Required task: Format the lines of every record below as a JSON list of strings, with one string per line and no blank lines.

╭─ Excerpted records

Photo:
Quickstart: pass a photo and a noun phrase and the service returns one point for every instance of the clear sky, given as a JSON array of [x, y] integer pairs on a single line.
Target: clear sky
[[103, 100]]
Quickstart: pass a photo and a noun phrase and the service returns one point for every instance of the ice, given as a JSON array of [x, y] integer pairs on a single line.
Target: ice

╰─

Solution to this problem:
[
  "Photo:",
  "Quickstart: pass a photo and a noun phrase and the service returns one point for every instance of the clear sky, given as a JSON array of [x, y] integer pairs on a single line.",
  "Target: clear sky",
  "[[103, 100]]",
  "Quickstart: pass a photo and a noun phrase and the service returns one point for every instance of the ice, given as a JSON array of [x, y] integer pairs on a single line.",
  "Target: ice"
]